## Dataset entries
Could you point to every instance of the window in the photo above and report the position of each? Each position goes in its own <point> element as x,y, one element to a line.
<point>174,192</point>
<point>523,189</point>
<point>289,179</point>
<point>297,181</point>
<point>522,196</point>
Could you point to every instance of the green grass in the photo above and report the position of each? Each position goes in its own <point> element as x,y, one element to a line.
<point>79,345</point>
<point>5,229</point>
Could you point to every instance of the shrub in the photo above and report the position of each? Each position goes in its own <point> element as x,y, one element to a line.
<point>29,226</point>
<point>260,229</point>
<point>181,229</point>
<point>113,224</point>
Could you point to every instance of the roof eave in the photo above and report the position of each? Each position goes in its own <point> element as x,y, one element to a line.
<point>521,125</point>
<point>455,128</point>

## Your goal
Copy out all of the rows above verbatim, keeping their order and wording unchanged.

## Task solution
Could you point to every instance of the window in the photo above and report the position of each? Each position goes in its own <point> element as x,y, one element to a line.
<point>174,192</point>
<point>523,189</point>
<point>289,179</point>
<point>297,181</point>
<point>522,196</point>
Could you point to every instance of the green grass in the photo above and report the position of each? Each position goes in its own <point> element as x,y, one element to a line.
<point>79,345</point>
<point>5,229</point>
Could you point to every instance of the shrub in the photo above and report the position of each? Each position goes in its own <point> element as x,y, one element to a line.
<point>29,226</point>
<point>260,229</point>
<point>181,229</point>
<point>113,224</point>
Could you point to every instance of the roof eave in the photo above and report the position of each? Each position goes in its own <point> element as x,y, one element to a line.
<point>521,125</point>
<point>455,128</point>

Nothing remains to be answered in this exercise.